# Text extract
╭──

RE: Clarification on 4.3.3.1 -- elided URI attributes

Don,

I believe there will be implementations of XMLDSIG that will be able to
deal with multiple elided URLs.

Your alternative suggestion, to use application-specific URLs in
References, seems worse in that it promotes the proliferation of
private-label URLs that cannot easily be filtered as private.  If the
URL is elided that is a clear signal that interpretation of the
Reference is application specific.  If the URL begins with "don:", how
do I distinguish between private use of a prefix and public (but unknown
to the verifier) use of the prefix?

I could see you making an argument that elided URIs should be completely
prohibited, but I can't see a justification for claiming that one is OK
but two are evil.  

				--bal   

-----Original Message-----
From: Donald E. Eastlake 3rd [mailto:dee3@torque.pothole.com] 
Sent: Friday, October 12, 2001 9:31 AM
To: w3c-ietf-xmldsig@w3.org
Cc: merlin; Brian LaMacchia
Subject: Re: Clarification on 4.3.3.1 -- elided URI attributes 


As a WG member, I oppose this change. If you are being grossly
application dependent, you can always just have one Reference where
the application magicly knows how to construct a composite TLV encoded
octet string or the like with all the data you want to sign.  Or just
forget about using the XMLDSIG standard at all.

╰──

# Source material
╭──

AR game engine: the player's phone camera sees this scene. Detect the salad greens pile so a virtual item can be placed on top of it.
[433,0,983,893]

╰──

# Task 1
Translate this sentence from the email about elided URI attributes into Spanish: "If the URL is elided that is a clear signal that interpretation of the Reference is application specific."
# Task 2
Duplicate the email about elided URI attributes from "Your alternative suggestion, to" to "of the prefix?".
# Task 3
Go on with the email about elided URI attributes from the point where it stops.

# Exercise answer 1
Si la URL se omite, eso es una señal clara de que la interpretación de la Referencia es específica de la aplicación.

# Exercise answer 2
Your alternative suggestion, to use application-specific URLs in
References, seems worse in that it promotes the proliferation of
private-label URLs that cannot easily be filtered as private.  If the
URL is elided that is a clear signal that interpretation of the
Reference is application specific.  If the URL begins with "don:", how
do I distinguish between private use of a prefix and public (but unknown
to the verifier) use of the prefix?

# Exercise answer 3
I would assume the way some XMLDSIG libraries would work is that you
give them the Signature element and they use a call back to get the
data based on the URI. Under such an arrangement, there is no problem
with application dependent URIs like "x:1", "x:2", etc. And the
application could know what to do for a special callback indicating no
URI. But how could it work for multiple call backs for no URI? After
all, the XMLDSIG library isn't constrained to do these Reference call
backs in any particular order. With multiple null URIs there would be
no way to know which Reference a call back was for.

Thanks,
Donald

From:  merlin <merlin@baltimore.ie>
To:  "Brian LaMacchia" <bal@microsoft.com>
Cc:  w3c-ietf-xmldsig@w3.org
In-reply-to:
<BCDB2C3F59F5744EBE37C715D66E779C02903034@red-msg-04.redmond.corp.micro
soft.com> 
Date:  Thu, 11 Oct 2001 16:42:16 +0100
Message-Id:  <20011011154216.B9B3343C1A@yog-sothoth.ie.baltimore.com>

>I agree (subject to usual caveats of not delaying the process).
>
>Merlin
>
>r/bal@microsoft.com/2001.10.10/11:13:54
>>XMLDSIG Section 4.3.3.1 contains this paragraph which identifies when
>>you can elide the URI attribute on a Reference: 
>>
>>If the URI attribute is omitted altogether, the receiving application
is
>>expected to know the identity of the object. For example, a
lightweight
>>data protocol might omit this attribute given the identity of the
object
>>is part of the application context. This attribute may be omitted from
>>at most one Reference in any particular SignedInfo, or Manifest.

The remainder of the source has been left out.